[Given text]:
Cat Fancy
- December 2007 cover of Cat Fancy
- Categories: Lifestyle
- Frequency: Monthly
- Total circulation (2013): 155,179
- Founded: 1965; 60 years ago
- Final issue: February 2015
- Company: I-5 Publishing
- Country: United States
- Based in: Irvine, California, U.S.
- Language: English
- Website: Archived website
- ISSN: 0892-6514

= Cat Fancy =

Monthly hobbyist magazine (1965–2015)

Cat Fancy was a popular North American monthly magazine dedicated to cats, owners of cats, and breeders of cats. It was originally published by Fancy Publications later named BowTie Inc., sold to Lumina Media in 2013, and shortly thereafter to I-5 Publishing.

In late 2014, I-5 announced that the monthly magazines Cat Fancy and Dog Fancy would be cancelled, and replaced with alternating bimonthly issues of Catster and Dogster (based on websites of the same titles) beginning in February 2015.

==The magazine==
The first issue was published in 1965. Each issue was dedicated to a certain breed, which was shown on the cover and on a poster inside. The magazine also had health tips, polls, editor's notes, stories written by cat owners, cat product information, cat themed fashions, and a cat picture gallery, among other features.

Cat Fancy's publishers also offered Dog Fancy for dogs and their owners. Cat Fancy magazine's main rival in North America was Cats and Kittens.

In 2007, Cat Fancy was awarded 14 Certificates of Excellence Awards at the 14th Annual Cat Writers' Association Awards Banquet.

[Supplied material]:
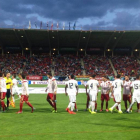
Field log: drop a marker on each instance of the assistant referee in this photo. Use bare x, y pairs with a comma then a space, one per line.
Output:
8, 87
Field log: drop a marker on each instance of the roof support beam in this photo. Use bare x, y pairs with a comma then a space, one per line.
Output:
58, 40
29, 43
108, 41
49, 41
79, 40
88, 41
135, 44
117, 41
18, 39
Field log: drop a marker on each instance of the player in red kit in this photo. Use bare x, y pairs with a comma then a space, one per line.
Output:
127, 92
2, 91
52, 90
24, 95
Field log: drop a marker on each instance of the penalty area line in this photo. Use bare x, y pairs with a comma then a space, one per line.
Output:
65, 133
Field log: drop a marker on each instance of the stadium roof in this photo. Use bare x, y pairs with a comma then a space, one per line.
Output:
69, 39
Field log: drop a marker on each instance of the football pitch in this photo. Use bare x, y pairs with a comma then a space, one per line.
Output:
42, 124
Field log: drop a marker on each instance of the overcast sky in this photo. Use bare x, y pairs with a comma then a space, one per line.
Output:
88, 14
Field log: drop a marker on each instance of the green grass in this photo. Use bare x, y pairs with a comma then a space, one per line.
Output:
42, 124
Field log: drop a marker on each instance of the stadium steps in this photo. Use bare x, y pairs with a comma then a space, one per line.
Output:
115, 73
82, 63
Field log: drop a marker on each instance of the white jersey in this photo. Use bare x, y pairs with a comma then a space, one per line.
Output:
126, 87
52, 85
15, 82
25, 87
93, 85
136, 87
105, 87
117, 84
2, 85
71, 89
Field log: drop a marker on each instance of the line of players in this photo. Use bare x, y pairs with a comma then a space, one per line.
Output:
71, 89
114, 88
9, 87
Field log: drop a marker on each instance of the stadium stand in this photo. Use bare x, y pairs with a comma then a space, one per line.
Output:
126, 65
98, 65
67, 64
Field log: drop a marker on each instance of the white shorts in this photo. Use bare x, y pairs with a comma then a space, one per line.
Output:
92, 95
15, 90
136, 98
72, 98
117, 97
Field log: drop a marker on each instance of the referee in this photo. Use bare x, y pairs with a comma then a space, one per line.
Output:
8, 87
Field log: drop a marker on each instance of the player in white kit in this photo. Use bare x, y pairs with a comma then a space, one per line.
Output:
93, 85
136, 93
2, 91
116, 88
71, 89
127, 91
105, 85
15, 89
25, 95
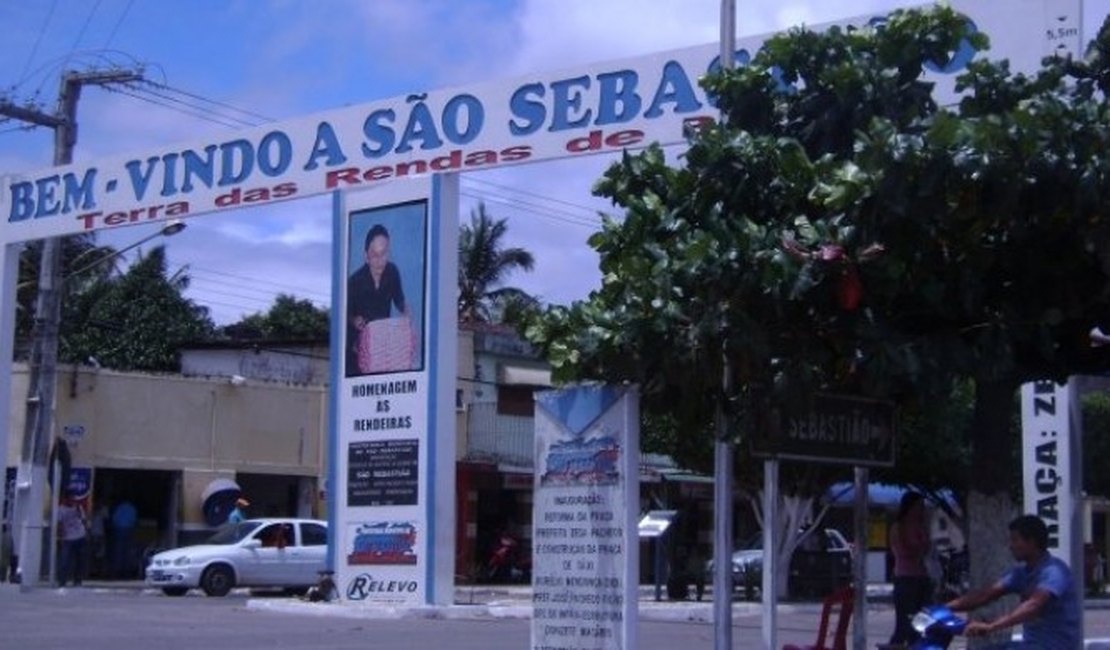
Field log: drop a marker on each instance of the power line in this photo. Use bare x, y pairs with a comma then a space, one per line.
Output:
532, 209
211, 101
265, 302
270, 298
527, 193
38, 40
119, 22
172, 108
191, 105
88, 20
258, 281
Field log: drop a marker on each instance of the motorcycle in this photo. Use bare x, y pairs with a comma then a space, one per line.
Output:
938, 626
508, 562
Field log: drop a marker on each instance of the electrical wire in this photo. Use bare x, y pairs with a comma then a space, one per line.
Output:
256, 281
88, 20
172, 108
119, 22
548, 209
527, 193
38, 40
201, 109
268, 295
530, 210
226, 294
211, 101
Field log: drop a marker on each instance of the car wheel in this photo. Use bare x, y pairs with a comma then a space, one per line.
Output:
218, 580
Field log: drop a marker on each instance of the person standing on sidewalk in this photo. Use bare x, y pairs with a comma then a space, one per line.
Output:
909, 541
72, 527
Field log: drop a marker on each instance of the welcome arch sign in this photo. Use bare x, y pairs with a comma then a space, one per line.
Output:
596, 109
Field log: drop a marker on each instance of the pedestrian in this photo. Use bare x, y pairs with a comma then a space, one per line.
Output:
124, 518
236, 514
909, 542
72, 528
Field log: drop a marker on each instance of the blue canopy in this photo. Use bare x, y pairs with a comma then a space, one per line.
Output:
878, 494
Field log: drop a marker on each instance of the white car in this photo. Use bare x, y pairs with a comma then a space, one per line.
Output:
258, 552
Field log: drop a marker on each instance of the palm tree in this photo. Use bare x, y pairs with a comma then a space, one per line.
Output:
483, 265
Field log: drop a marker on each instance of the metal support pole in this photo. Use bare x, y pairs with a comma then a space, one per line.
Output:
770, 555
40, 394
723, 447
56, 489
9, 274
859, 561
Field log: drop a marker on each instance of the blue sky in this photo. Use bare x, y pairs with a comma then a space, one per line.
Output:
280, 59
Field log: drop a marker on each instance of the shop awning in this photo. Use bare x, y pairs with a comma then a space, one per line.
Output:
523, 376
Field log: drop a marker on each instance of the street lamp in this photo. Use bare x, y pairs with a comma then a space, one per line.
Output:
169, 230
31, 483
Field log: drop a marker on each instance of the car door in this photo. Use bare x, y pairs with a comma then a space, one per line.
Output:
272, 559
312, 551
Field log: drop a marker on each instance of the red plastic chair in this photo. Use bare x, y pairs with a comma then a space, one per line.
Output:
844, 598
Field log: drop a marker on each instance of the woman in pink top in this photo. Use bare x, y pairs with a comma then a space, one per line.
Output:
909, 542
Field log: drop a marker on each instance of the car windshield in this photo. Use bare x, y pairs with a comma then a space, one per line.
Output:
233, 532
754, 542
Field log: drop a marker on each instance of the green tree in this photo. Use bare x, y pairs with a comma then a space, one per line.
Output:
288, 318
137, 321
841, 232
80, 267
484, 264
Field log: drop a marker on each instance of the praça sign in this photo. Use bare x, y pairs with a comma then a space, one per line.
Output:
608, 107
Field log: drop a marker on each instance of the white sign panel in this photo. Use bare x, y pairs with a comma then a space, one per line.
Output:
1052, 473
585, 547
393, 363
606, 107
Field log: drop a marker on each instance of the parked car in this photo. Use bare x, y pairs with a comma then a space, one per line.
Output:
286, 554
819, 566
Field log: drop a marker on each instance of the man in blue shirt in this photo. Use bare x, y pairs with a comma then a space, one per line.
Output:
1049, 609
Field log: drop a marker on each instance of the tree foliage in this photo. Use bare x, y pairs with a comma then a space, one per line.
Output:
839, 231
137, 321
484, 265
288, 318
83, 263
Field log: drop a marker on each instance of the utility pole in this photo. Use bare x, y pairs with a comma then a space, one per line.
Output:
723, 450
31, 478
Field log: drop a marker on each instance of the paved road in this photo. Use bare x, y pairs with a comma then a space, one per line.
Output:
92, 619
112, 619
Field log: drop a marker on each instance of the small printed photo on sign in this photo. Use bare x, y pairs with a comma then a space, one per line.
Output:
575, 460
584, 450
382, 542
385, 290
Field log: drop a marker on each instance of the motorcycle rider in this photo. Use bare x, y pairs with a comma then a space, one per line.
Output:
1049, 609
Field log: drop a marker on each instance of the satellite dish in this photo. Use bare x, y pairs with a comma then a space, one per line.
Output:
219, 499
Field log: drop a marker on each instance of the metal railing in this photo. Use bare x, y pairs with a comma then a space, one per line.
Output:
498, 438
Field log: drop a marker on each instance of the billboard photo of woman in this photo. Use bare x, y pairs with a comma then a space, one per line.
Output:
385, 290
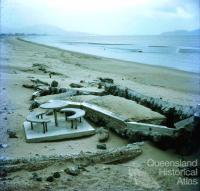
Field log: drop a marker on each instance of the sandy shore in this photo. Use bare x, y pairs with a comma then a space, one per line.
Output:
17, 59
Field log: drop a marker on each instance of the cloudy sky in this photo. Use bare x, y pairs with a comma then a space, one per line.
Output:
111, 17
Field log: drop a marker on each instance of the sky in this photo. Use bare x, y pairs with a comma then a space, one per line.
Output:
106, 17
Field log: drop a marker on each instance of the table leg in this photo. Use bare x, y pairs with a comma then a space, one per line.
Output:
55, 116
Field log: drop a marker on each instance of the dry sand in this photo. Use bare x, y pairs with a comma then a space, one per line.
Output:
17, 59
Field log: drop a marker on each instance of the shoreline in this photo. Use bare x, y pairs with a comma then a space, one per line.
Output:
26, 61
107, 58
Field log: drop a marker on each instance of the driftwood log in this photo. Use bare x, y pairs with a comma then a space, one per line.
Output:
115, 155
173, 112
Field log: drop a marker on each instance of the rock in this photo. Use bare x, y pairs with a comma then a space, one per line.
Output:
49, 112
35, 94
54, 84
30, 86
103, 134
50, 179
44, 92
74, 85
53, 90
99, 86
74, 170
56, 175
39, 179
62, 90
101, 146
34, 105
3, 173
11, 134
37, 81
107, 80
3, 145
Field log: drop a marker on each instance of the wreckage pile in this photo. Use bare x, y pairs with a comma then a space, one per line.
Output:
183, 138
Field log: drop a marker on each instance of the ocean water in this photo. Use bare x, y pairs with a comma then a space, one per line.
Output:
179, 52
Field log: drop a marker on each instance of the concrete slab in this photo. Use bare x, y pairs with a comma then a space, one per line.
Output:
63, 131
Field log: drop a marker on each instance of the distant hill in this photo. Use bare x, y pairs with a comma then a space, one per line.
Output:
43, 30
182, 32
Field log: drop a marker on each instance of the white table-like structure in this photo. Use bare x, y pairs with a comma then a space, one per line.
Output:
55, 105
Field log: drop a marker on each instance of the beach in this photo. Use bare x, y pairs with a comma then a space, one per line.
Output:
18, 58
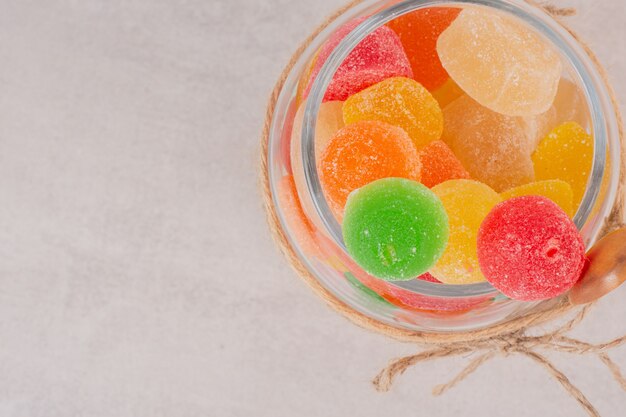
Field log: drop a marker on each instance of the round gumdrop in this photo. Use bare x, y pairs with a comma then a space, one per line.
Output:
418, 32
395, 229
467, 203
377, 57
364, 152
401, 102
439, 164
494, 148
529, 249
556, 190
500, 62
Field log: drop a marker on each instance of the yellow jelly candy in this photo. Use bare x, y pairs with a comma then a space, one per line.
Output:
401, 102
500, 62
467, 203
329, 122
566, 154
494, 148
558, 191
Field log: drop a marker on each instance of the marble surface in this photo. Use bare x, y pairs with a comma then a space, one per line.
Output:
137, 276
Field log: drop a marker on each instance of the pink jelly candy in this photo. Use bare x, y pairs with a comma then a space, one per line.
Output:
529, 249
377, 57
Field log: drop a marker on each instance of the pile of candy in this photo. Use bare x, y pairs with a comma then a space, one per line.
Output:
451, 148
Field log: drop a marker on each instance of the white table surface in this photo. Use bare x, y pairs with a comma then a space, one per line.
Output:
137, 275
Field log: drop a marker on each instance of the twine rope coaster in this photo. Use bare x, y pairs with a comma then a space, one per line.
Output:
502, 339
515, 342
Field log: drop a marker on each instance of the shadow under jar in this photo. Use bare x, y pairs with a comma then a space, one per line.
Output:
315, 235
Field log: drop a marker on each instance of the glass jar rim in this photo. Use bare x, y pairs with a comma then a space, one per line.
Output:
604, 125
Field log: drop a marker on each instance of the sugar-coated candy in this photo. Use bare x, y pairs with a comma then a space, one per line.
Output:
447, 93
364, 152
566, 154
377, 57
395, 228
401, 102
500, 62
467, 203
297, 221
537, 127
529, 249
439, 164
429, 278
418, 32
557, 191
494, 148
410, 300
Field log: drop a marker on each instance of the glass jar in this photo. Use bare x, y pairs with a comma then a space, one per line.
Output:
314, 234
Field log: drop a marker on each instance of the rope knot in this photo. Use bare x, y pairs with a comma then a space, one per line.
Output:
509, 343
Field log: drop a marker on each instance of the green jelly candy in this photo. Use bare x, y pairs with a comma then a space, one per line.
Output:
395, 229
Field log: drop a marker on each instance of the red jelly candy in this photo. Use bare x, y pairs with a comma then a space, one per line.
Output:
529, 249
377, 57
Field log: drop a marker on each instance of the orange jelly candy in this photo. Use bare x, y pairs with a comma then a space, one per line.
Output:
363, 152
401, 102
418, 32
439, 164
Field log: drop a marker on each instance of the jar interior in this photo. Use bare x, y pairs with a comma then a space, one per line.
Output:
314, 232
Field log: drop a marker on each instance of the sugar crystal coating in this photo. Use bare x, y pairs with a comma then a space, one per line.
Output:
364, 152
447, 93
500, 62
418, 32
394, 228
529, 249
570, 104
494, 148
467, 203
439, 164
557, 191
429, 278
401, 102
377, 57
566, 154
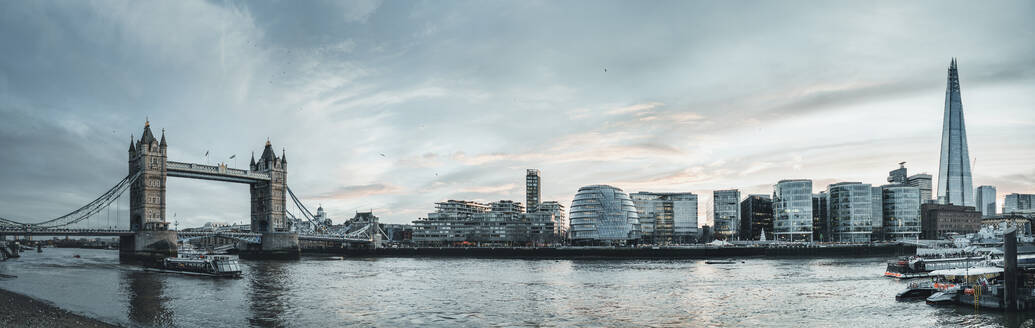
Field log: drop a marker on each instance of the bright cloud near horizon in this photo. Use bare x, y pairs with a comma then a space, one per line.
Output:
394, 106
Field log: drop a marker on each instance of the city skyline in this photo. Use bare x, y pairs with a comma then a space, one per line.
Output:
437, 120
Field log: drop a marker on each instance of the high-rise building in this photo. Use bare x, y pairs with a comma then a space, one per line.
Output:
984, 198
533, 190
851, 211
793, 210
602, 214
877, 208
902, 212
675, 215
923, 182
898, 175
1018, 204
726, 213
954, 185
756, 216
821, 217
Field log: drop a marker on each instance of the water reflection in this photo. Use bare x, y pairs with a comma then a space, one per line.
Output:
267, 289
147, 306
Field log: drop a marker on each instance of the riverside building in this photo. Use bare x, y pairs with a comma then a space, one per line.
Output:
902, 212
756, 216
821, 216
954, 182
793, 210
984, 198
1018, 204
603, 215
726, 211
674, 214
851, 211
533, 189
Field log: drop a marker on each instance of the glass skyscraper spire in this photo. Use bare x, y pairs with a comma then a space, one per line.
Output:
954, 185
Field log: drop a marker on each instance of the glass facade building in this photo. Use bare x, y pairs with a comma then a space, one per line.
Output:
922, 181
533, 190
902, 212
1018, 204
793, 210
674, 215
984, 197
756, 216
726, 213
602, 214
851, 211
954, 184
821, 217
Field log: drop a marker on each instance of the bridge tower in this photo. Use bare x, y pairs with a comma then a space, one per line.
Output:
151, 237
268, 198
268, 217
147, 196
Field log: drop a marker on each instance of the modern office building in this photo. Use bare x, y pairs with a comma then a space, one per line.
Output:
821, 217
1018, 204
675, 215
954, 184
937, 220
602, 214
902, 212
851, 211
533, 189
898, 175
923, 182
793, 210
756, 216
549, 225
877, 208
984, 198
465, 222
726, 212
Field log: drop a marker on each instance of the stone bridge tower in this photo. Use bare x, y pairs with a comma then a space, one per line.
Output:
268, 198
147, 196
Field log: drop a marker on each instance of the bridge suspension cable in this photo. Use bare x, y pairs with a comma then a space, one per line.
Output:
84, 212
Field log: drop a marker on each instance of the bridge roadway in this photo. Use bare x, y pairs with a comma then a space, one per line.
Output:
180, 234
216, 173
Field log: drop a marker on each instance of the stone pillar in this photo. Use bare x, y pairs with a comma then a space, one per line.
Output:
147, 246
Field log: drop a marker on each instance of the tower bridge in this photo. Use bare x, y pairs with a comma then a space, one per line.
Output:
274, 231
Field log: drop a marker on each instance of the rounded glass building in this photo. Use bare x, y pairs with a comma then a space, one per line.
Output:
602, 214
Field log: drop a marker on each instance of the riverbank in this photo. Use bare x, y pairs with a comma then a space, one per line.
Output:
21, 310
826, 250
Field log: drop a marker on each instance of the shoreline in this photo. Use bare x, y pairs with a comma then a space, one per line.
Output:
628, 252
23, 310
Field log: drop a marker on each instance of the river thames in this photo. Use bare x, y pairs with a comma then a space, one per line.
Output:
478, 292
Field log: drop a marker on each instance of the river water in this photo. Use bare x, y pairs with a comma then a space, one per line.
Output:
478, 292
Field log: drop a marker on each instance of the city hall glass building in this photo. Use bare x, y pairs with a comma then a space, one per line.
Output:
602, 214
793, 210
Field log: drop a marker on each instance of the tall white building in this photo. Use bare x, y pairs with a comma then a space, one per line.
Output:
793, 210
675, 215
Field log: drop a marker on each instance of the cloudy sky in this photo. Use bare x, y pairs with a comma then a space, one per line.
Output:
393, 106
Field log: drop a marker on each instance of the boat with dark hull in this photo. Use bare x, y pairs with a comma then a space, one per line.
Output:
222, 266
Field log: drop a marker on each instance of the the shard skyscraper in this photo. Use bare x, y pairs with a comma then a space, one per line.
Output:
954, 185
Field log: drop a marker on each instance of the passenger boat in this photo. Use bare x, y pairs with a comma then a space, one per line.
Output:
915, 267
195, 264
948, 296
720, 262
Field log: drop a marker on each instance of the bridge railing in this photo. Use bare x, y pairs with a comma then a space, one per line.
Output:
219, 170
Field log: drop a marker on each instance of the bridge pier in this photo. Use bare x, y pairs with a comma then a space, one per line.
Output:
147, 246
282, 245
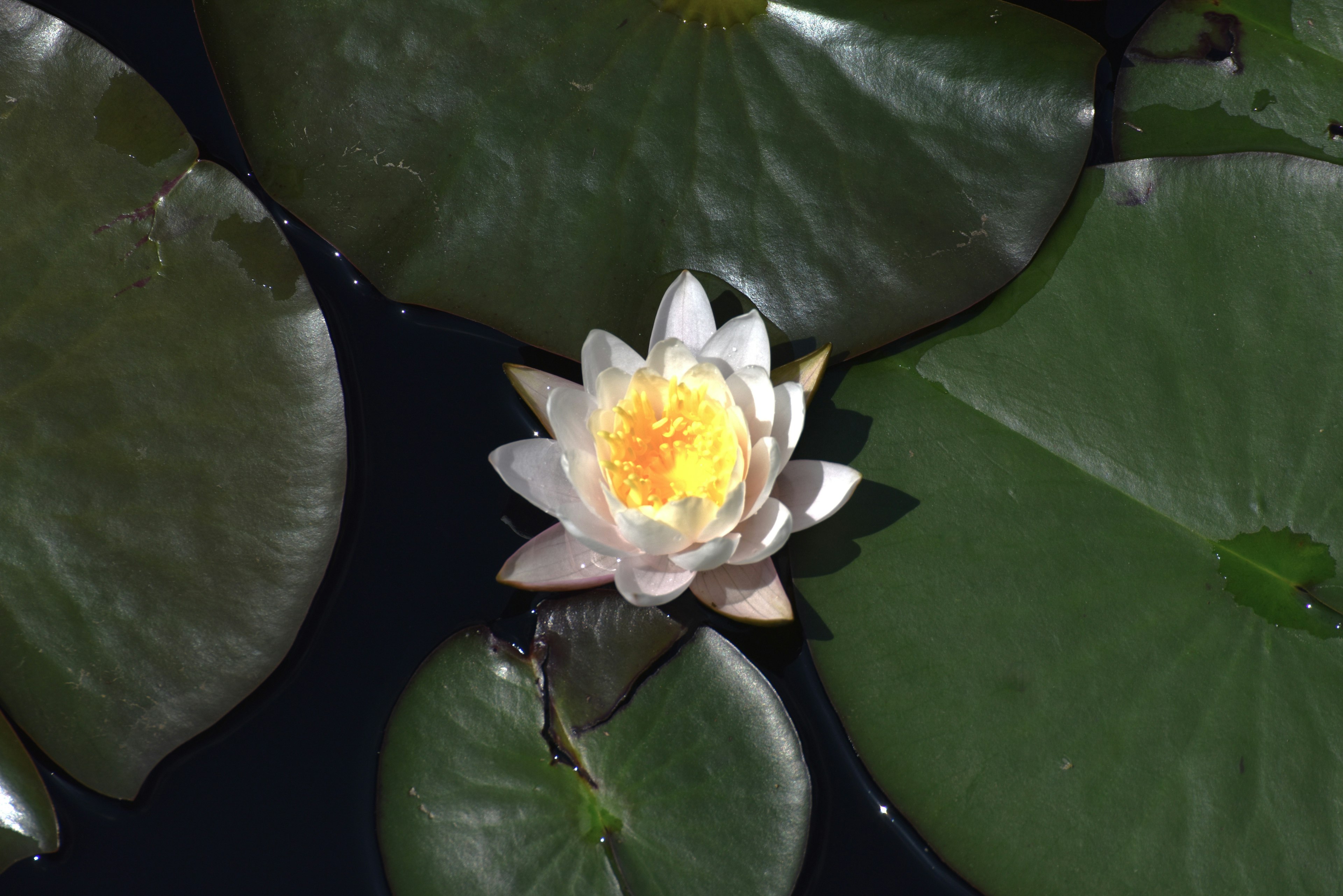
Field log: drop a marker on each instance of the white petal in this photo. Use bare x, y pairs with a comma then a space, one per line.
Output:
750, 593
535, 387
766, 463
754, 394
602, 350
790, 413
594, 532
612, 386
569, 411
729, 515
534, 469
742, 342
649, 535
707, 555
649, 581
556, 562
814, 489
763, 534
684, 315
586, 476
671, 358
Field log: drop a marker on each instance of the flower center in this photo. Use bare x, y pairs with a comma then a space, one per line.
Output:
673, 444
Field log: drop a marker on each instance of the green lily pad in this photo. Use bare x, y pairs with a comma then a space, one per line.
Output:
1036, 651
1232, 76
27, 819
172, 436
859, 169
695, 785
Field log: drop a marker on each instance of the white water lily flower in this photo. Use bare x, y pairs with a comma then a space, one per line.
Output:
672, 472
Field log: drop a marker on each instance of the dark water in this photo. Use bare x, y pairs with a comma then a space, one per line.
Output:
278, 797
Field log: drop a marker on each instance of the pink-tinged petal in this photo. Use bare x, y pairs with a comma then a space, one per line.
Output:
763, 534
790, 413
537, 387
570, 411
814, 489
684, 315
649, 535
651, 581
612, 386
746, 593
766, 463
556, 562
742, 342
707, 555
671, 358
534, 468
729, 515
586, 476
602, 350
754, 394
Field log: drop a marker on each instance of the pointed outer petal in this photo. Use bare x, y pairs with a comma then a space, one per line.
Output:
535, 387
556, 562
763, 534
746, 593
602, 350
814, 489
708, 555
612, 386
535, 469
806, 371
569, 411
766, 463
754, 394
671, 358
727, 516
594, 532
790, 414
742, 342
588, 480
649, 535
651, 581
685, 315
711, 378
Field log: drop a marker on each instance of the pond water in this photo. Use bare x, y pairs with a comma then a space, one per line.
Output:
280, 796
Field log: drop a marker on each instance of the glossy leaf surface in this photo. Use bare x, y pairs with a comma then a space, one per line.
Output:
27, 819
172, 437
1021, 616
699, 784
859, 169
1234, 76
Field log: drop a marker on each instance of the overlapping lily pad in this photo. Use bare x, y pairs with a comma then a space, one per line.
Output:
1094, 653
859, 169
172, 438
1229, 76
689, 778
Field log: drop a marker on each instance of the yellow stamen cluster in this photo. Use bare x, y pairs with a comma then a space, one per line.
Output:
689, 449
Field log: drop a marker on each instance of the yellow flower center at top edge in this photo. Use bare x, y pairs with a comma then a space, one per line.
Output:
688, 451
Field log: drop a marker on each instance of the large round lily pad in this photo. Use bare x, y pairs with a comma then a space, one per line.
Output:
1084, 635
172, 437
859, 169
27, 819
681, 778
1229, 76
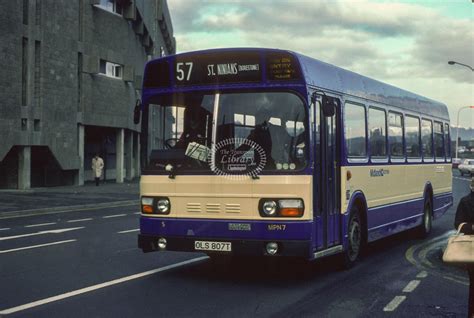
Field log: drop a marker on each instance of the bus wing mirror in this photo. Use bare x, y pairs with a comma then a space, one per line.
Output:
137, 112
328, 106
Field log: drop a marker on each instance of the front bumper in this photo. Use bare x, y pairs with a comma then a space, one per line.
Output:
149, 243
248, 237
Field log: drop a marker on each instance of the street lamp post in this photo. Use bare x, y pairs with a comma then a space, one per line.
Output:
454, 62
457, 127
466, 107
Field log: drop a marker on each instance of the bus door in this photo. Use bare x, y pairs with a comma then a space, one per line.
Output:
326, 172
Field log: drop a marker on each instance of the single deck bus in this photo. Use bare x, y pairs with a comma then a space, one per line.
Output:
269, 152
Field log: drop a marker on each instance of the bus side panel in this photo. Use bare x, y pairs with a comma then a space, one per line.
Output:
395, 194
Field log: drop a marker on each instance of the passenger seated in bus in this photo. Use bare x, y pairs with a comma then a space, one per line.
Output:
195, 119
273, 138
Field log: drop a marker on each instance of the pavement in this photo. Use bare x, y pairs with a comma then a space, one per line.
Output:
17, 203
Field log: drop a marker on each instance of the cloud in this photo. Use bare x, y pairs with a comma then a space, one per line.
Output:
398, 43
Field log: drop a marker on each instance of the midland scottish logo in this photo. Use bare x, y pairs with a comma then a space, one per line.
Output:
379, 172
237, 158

[Activity]: Copy out the full text about Cat Fancy with no changes. Rely only on the text about the magazine and nothing else.

[Exercise answer]:
Cat Fancy
- December 2007 cover of Cat Fancy
- Categories: Lifestyle
- Frequency: Monthly
- Total circulation (2013): 155,179
- Founded: 1965; 60 years ago
- Final issue: February 2015
- Company: I-5 Publishing
- Country: United States
- Based in: Irvine, California, U.S.
- Language: English
- Website: Archived website
- ISSN: 0892-6514

= Cat Fancy =

Monthly hobbyist magazine (1965–2015)

Cat Fancy was a popular North American monthly magazine dedicated to cats, owners of cats, and breeders of cats. It was originally published by Fancy Publications later named BowTie Inc., sold to Lumina Media in 2013, and shortly thereafter to I-5 Publishing.

In late 2014, I-5 announced that the monthly magazines Cat Fancy and Dog Fancy would be cancelled, and replaced with alternating bimonthly issues of Catster and Dogster (based on websites of the same titles) beginning in February 2015.

==The magazine==
The first issue was published in 1965. Each issue was dedicated to a certain breed, which was shown on the cover and on a poster inside. The magazine also had health tips, polls, editor's notes, stories written by cat owners, cat product information, cat themed fashions, and a cat picture gallery, among other features.

Cat Fancy's publishers also offered Dog Fancy for dogs and their owners. Cat Fancy magazine's main rival in North America was Cats and Kittens.

In 2007, Cat Fancy was awarded 14 Certificates of Excellence Awards at the 14th Annual Cat Writers' Association Awards Banquet.